::: Dataset

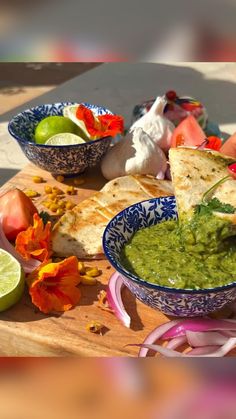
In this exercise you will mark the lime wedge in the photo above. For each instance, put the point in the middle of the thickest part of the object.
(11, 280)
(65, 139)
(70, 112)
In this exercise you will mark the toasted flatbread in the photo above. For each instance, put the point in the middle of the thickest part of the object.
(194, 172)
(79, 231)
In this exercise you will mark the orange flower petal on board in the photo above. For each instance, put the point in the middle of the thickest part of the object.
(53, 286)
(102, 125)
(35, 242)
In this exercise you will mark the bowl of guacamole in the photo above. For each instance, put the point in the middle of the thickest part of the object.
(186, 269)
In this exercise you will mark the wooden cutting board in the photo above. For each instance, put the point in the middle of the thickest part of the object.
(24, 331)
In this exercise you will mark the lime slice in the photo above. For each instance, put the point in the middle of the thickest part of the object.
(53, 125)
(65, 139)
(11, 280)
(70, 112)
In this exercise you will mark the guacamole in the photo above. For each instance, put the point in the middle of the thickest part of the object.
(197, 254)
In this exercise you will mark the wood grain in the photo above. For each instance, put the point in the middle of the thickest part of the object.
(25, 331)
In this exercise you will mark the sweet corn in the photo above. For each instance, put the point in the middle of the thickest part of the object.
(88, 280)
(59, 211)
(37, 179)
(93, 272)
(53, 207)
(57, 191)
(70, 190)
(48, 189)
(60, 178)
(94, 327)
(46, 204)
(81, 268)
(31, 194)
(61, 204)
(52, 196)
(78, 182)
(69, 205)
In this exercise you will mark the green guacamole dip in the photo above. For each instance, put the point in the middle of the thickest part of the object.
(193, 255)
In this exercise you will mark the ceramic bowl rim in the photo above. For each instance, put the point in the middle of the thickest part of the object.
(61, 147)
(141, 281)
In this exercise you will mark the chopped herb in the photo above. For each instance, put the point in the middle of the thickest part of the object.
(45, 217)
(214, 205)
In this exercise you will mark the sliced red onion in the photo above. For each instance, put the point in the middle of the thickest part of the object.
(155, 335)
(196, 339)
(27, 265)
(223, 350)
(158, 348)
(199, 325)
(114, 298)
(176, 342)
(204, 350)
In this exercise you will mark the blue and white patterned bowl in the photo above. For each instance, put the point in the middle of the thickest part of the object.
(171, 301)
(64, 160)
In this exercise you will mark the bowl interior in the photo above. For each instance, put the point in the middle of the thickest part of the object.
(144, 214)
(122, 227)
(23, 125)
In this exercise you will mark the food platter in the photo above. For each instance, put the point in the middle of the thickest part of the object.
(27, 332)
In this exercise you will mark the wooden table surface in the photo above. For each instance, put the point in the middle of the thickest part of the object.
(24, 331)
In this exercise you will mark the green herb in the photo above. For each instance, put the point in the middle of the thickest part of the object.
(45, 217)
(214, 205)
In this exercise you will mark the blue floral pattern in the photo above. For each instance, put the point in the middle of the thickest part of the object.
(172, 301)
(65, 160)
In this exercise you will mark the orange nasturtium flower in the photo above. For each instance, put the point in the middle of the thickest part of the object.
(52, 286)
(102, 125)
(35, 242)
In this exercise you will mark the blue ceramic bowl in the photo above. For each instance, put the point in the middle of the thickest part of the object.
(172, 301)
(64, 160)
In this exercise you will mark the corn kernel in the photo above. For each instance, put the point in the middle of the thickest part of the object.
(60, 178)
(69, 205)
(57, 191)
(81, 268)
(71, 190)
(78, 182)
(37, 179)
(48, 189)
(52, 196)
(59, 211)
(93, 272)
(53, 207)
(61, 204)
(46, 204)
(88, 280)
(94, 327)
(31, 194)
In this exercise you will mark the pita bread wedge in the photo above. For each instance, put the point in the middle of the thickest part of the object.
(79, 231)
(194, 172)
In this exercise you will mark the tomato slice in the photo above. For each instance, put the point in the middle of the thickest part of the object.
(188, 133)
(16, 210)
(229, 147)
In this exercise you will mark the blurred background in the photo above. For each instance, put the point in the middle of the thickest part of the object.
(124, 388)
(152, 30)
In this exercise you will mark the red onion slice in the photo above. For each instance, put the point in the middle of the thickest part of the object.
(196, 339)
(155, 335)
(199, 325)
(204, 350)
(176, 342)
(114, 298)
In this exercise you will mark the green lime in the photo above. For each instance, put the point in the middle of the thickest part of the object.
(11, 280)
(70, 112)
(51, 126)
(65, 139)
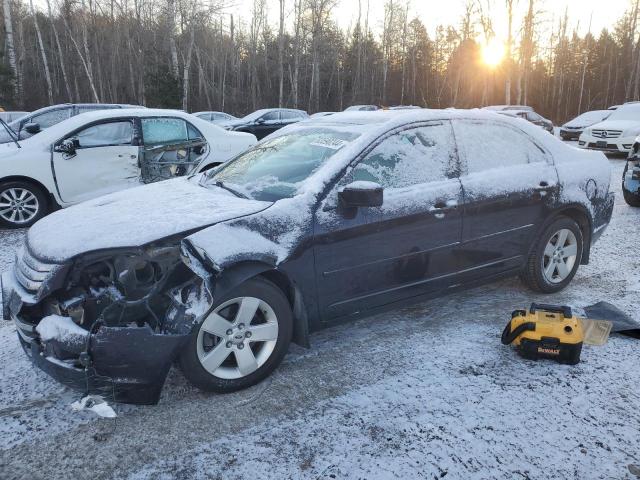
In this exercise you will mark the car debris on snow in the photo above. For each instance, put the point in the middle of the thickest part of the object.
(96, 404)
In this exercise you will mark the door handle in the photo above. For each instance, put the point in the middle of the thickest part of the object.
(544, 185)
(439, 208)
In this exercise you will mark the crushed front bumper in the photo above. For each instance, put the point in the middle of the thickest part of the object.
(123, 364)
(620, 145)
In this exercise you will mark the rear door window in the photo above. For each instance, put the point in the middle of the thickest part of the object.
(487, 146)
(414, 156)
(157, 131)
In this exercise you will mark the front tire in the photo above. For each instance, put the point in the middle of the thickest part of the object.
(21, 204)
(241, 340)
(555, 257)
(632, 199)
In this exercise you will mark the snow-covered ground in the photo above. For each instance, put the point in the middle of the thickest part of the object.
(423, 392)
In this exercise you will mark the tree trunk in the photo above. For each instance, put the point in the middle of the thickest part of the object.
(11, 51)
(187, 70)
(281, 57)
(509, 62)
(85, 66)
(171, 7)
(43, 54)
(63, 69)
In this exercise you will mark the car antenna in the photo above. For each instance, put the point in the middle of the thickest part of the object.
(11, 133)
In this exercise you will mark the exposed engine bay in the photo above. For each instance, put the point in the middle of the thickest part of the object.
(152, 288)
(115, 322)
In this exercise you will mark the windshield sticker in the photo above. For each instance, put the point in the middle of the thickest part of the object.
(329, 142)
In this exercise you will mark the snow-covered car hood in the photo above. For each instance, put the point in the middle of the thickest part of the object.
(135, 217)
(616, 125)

::::::

Short problem: Copy every line above word for word and exclude the pictures.

Correct response:
In this exercise you will mark the lime wedge in the photo above. For each instance, put the point in the middle of the thickest part of the object.
(11, 280)
(65, 139)
(70, 112)
In this exercise you will mark the toasted flatbread in the photo above. For each instance, put the point in the middle of the thickest part of the object.
(194, 172)
(79, 231)
In this exercise you will mark the orange flower petal on board in the photo above. For each instance, put the point in the middle of the thickest part of the object.
(53, 286)
(102, 125)
(35, 242)
In this exercise you will mark the bowl of guacamole in the photo above. For each instance, put the point in the middle of the thickest part of the object.
(186, 269)
In this exercise you will mark the wooden cutting board in the photo above. For each instance, put the point in the middle of the thickest part of the object.
(24, 331)
In this exercise you will mark the lime slice in the photo above. For each instance, put the point in the middle of the thickest part of the object.
(53, 125)
(65, 139)
(11, 280)
(70, 112)
In this exercise you will mark the guacamole in the photo above. For each instance, put the point in the middle of the thickest part of the object.
(197, 254)
In this exercise you will mark the wood grain in the photo above. For each instance, put the point in the middle of the thickest part of the object.
(25, 331)
In this exercise you will mark the sweet corn in the photo above. For each instance, put the point in the middle of the thickest part of the object.
(88, 280)
(59, 211)
(37, 179)
(93, 272)
(53, 207)
(57, 191)
(70, 190)
(48, 189)
(60, 178)
(94, 327)
(46, 204)
(81, 268)
(31, 194)
(61, 204)
(52, 196)
(78, 182)
(69, 205)
In this exercise you will mark the green guacamole dip in the photo above. For each instance, put the point in the middle of the thickest part of the object.
(193, 255)
In this exercise you will mark the ceramic bowl rim in the photo above. For each instance, put the point in the middle of the thickest part of the object.
(61, 147)
(141, 281)
In this exercise you will mark the chopped herb in the photo above. For each instance, put the point in the middle of the thickest part of the object.
(45, 217)
(214, 205)
In this exercise you will mark the sliced red onion in the photo above. For each instance, put the point in the middle of the thickest part of the object.
(155, 335)
(196, 339)
(27, 265)
(223, 350)
(158, 348)
(199, 325)
(114, 298)
(176, 342)
(204, 350)
In this exercise you will mark the blue and white patterned bowl in the photo above. For each instance, put the point in the middle of the thickest part of the object.
(171, 301)
(64, 160)
In this exercise you will mark the bowl interior in the photo above. For each instance, put the point in the middle of the thickest part of the object.
(144, 214)
(122, 227)
(23, 125)
In this exercise you will mark the food platter in the photo above. For each instance, put the point in the middle of the thickest part of the object.
(27, 332)
In this exercise you will mark the wooden table surface in the photo above. For each instance, put the point in the middle of the thickest part of the object.
(24, 331)
In this exercise you will mark the green herb in the photo above. For each instance, put the point in the middle of the thickest part of the object.
(45, 217)
(214, 205)
In this exercise you will mark the blue floral pattern in the photo above. For each instance, put the point in the middle of the thickest part of the object.
(172, 301)
(65, 160)
In this exercise you will mark the orange nasturtium flower in the photo above. For each instance, put the point in the middle of the thickest part of the object.
(52, 286)
(102, 125)
(35, 242)
In this exercise you will mark the blue ceramic bowl in the photo above. For each instance, put the point in the middle of the thickest part of the object.
(172, 301)
(64, 160)
In this exercise you will mark the corn kernel in the photo above. For each instance, put the point in the middle of the thickest part of the object.
(60, 178)
(69, 205)
(57, 191)
(81, 268)
(71, 190)
(78, 182)
(37, 179)
(48, 189)
(52, 196)
(59, 211)
(93, 272)
(53, 207)
(61, 204)
(46, 204)
(88, 280)
(94, 327)
(31, 194)
In this exercise you will mark the pita bread wedge in the photo above. For each instance, put the point in the middle of the thickest part of the object.
(79, 231)
(194, 172)
In this exercise you will mark the tomato slice in the photo above. For each instance, put the point in the middle of the thickest part of the object.
(188, 133)
(16, 210)
(229, 147)
In this exercise you will mark the blurred background in the photo above. For each instance, put the point in the middle of the thickest part of the object.
(124, 388)
(152, 30)
In this exercise you will mark the red onion slice in the photo above. For each instance, put the point in the middle of the thickest part of the object.
(196, 339)
(155, 335)
(199, 325)
(204, 350)
(176, 342)
(114, 298)
In this exercise you will mark the green lime in the photo above. For each instance, put the point in the middle of the thickest part of the object.
(11, 280)
(70, 112)
(51, 126)
(65, 139)
In this exercise you will mark the car debris on snow in the photo above. For each instance, put the point in the middle of the thickest part of the object.
(96, 404)
In this exercise you will mark the door handle in the photo above. For each instance, put the point in the middle of the thickest part of the object.
(544, 185)
(439, 208)
In this exercise you will mark the crushed front bumper in the photo above. For each instance, put the point in the middle of the thickest part of the object.
(123, 364)
(620, 145)
In this exercise you will mark the rear door window in the photo above. For each instance, put the point in the middle of the thickest part of the object.
(487, 146)
(414, 156)
(157, 131)
In this exercise you will mark the front tire in the photo above. For each instance, put the point in the middle of the thickest part of the object.
(21, 204)
(241, 340)
(555, 257)
(632, 199)
In this exercise you will mark the snow-covered ground in the photo above. For each instance, put the point in the middle of the thickest part of the object.
(423, 392)
In this exercise you will mark the tree trunk in the photo above. For each instance, put the point in the middle of the thickest part of the object.
(11, 51)
(187, 70)
(281, 57)
(509, 62)
(85, 66)
(171, 7)
(43, 54)
(63, 69)
In this exercise you will mark the car antenna in the photo above. For each instance, put the point in the middle of the thickest part of the object.
(11, 133)
In this exercise you will mark the exposed engine bay in the photo above. For each instance, put the point in the middle of the thickest part of the object.
(152, 288)
(115, 322)
In this exercise you will mark the windshield sticker in the photo above. For each instance, put the point in the middle of the thickest part of the object.
(329, 142)
In this exercise you will mark the snow-covered car hood in the photo above. For each instance, put the point in the middle of the thickest part of the object.
(135, 217)
(616, 125)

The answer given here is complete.